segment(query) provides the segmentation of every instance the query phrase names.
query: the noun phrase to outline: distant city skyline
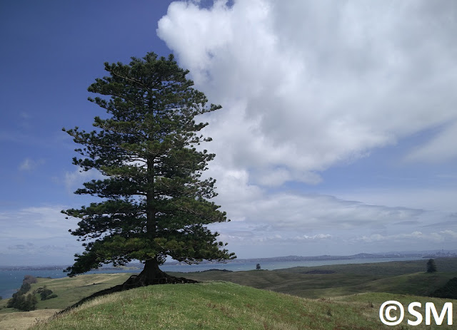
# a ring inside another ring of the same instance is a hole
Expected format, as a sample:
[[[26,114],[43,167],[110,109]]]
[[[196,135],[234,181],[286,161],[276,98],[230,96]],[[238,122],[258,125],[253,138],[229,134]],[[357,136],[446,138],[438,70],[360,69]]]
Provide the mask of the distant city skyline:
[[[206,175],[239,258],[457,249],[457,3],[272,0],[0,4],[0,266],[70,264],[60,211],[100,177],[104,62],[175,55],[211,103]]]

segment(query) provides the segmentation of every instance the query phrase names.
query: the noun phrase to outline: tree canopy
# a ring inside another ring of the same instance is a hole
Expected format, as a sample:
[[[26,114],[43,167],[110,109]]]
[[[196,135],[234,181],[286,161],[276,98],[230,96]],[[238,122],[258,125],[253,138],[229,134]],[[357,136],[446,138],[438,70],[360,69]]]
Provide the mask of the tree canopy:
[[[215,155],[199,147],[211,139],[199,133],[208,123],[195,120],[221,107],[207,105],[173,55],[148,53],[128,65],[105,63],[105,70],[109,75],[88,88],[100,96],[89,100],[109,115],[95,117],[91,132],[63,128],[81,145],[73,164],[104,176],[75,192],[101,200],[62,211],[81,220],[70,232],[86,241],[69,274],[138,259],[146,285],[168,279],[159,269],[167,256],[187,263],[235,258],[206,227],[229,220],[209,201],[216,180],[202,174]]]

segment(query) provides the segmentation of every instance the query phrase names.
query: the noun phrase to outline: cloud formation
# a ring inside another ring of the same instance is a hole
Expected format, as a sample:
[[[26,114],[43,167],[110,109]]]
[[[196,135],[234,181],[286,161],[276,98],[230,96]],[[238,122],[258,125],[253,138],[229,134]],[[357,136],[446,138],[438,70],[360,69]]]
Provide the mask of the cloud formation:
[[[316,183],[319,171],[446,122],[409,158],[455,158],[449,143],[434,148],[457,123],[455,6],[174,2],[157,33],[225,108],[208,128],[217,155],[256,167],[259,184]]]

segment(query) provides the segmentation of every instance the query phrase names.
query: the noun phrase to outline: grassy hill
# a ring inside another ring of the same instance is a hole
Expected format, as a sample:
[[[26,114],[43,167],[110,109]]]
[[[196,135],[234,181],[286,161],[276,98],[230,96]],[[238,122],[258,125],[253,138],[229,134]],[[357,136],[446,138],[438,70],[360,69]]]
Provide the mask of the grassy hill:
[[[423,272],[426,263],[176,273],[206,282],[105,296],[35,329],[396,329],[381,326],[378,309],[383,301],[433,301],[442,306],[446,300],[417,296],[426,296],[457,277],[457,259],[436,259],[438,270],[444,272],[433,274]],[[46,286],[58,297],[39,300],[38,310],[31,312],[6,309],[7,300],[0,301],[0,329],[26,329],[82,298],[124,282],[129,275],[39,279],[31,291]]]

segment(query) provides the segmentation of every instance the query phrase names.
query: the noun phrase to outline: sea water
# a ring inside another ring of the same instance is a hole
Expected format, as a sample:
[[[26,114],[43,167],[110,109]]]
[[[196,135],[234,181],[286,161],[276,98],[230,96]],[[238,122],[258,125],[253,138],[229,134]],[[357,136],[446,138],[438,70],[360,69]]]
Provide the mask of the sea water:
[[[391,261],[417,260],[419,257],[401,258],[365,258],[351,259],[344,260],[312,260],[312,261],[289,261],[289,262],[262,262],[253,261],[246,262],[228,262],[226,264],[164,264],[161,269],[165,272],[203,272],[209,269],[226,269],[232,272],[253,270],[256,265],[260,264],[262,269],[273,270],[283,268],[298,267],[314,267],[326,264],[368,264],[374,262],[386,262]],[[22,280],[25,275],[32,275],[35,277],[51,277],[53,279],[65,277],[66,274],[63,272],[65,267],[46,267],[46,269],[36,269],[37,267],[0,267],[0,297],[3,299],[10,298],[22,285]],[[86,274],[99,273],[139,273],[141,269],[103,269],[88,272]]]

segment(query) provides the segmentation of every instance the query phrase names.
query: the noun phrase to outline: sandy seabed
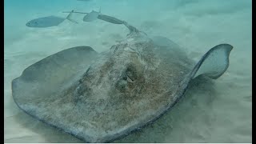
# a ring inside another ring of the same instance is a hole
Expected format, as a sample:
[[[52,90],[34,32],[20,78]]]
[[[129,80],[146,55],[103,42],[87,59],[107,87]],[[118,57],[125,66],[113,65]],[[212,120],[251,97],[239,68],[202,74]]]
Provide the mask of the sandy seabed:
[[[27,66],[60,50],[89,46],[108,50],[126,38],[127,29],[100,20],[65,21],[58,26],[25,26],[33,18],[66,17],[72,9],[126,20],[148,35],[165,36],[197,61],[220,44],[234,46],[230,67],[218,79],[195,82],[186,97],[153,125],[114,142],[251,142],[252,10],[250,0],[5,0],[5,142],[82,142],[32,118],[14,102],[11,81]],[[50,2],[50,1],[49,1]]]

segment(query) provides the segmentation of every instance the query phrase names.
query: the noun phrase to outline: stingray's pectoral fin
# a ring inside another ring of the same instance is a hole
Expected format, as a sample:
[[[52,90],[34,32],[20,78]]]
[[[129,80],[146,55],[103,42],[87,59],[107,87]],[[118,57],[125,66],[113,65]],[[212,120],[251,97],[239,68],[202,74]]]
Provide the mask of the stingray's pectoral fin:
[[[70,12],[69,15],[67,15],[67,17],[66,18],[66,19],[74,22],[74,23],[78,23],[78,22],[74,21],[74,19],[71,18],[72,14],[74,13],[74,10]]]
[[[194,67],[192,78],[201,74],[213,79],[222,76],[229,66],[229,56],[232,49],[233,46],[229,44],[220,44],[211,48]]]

# # #

**Objective:**
Rewrite all the entries above with "noun phrase" replaced by "description" everywhere it appears, changing nothing else, and leave the pictures out.

**Answer for this exercise:**
segment(query) provides the segmentation of every instance the query phrase names.
query: the description to outline: distant city skyline
# a ring inside another ring of the same instance is a hole
Expected format, as a sample:
[[[26,114],[43,167],[110,109]]]
[[[196,135],[234,181],[286,161],[276,98],[230,96]],[[238,122],[258,125],[253,138],[229,134]],[[357,136],[446,138],[438,70],[360,69]]]
Provide the mask of the distant city skyline:
[[[206,175],[239,258],[457,249],[457,3],[272,0],[0,4],[0,266],[70,264],[60,211],[100,177],[104,62],[175,55],[211,103]]]

segment(query) provides the segmentation of every instance the query phrase names.
query: the description to outline: tree canopy
# a ring inside another ring of the same instance is a hole
Expected format, as a sample:
[[[26,114],[43,167],[110,109]]]
[[[196,135],[234,181],[286,161],[276,98],[230,96]],[[238,122],[258,125],[253,138],[229,134]],[[357,136],[446,138],[438,70],[360,69]]]
Provide the mask of the tree canopy:
[[[215,155],[199,147],[211,139],[199,133],[208,123],[195,120],[221,107],[207,105],[173,55],[148,53],[128,65],[105,63],[105,70],[109,75],[88,88],[100,96],[89,100],[109,115],[95,117],[91,132],[63,128],[81,145],[73,164],[104,176],[75,192],[101,200],[62,211],[81,220],[70,232],[86,241],[69,274],[138,259],[146,285],[168,279],[159,269],[167,256],[187,263],[235,258],[206,227],[229,220],[209,201],[216,180],[202,174]]]

segment(query) provides the segmentation of every instance the query phrase names.
query: the description to outline: cloud formation
# a ring inside another ring of the same instance is a hole
Expected format, as a sample:
[[[26,114],[43,167],[110,109]]]
[[[196,135],[234,181],[286,161],[276,98],[230,96]],[[238,122],[258,125],[253,138],[229,134]],[[357,136],[446,138],[438,70],[360,69]]]
Provide the mask of the cloud formation:
[[[316,183],[319,171],[446,122],[409,158],[455,158],[449,143],[434,148],[457,123],[455,6],[174,2],[157,33],[225,108],[208,128],[217,155],[256,167],[259,184]]]

segment(query) provides the segmentation of every instance the query phrase names.
query: the description to outline: grassy hill
# a ring inside another ring of the same instance is a hole
Expected format, as a sample:
[[[26,114],[43,167],[110,109]]]
[[[196,135],[234,181],[286,161],[276,98],[230,96]],[[238,122],[258,125],[253,138],[229,134]],[[357,136],[446,138],[438,70],[360,69]]]
Provide the mask of the grassy hill:
[[[423,272],[426,263],[176,273],[206,282],[105,296],[35,329],[396,329],[381,326],[378,309],[383,301],[433,301],[442,306],[446,300],[417,296],[426,296],[457,277],[457,259],[436,259],[438,270],[444,272],[433,274]],[[46,286],[58,297],[39,300],[38,310],[31,312],[6,309],[7,300],[0,301],[0,329],[26,329],[82,298],[124,282],[129,275],[39,279],[31,291]]]

segment(query) provides the segmentation of every instance the query phrase names.
query: the description to outline: sea water
# a ring inside another ring of the same instance is a hole
Expected format, as a sample:
[[[26,114],[43,167],[110,109]]]
[[[196,135],[234,181],[286,161],[276,98],[230,96]],[[238,122],[258,125],[253,138],[229,134]],[[357,136],[446,138],[438,70],[360,69]]]
Provide the mask of the sea water:
[[[391,261],[417,260],[419,257],[401,258],[365,258],[351,259],[344,260],[312,260],[312,261],[289,261],[289,262],[262,262],[253,261],[246,262],[228,262],[226,264],[164,264],[161,269],[165,272],[203,272],[209,269],[226,269],[232,272],[253,270],[256,265],[260,264],[262,269],[273,270],[283,268],[298,267],[314,267],[326,264],[368,264],[374,262],[386,262]],[[22,280],[25,275],[32,275],[35,277],[51,277],[53,279],[65,277],[66,274],[63,272],[65,267],[46,267],[46,269],[36,269],[37,267],[0,267],[0,297],[3,299],[10,298],[22,285]],[[86,274],[99,273],[139,273],[141,269],[103,269],[88,272]]]

segment(query) provides the segmentation of every instance the query phrase names.
query: the description to outline: sandy seabed
# a ring inside another ring of the same instance is a hole
Expected format, as a sample:
[[[52,90],[34,32],[20,78]]]
[[[129,80],[146,55],[103,42],[87,59],[107,87]],[[118,57],[125,66],[113,65]],[[212,120],[251,97],[239,68],[202,74]]]
Provide the mask of the sandy seabed:
[[[27,66],[60,50],[89,46],[108,50],[126,38],[127,29],[100,20],[65,21],[58,26],[25,26],[33,18],[66,17],[72,9],[126,20],[148,35],[165,36],[197,61],[220,44],[234,46],[230,67],[218,79],[195,82],[186,97],[153,125],[114,142],[251,142],[252,10],[250,0],[5,0],[5,142],[82,142],[32,118],[14,102],[11,81]],[[50,2],[50,1],[49,1]]]

segment(query) provides the segmentation of every instance the query phrase names.
query: the description to outline: stingray's pectoral fin
# a ring inside another ring of the same instance is a hole
Expected format, as a sample:
[[[52,90],[34,32],[20,78]]]
[[[129,80],[146,55],[103,42],[87,59],[107,87]],[[118,57],[125,66],[113,65]],[[212,120],[251,97],[239,68],[202,74]]]
Provide the mask of the stingray's pectoral fin:
[[[70,12],[69,15],[67,15],[67,17],[66,18],[66,19],[74,22],[74,23],[78,23],[78,22],[74,21],[74,19],[71,18],[72,14],[74,13],[74,10]]]
[[[194,67],[192,78],[201,74],[213,79],[222,76],[229,66],[229,56],[232,49],[233,46],[229,44],[220,44],[211,48]]]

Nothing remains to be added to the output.